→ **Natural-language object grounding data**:
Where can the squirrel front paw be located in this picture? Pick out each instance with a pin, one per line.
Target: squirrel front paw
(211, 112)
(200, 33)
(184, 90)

→ **PROBLEM STATEMENT**: The records above are to be output in full and without error.

→ **THE COMPLETED TASK**:
Where can the squirrel front paw be located in this picture? Pick out each instance with a pin, one per line.
Target: squirrel front paw
(211, 112)
(200, 33)
(184, 90)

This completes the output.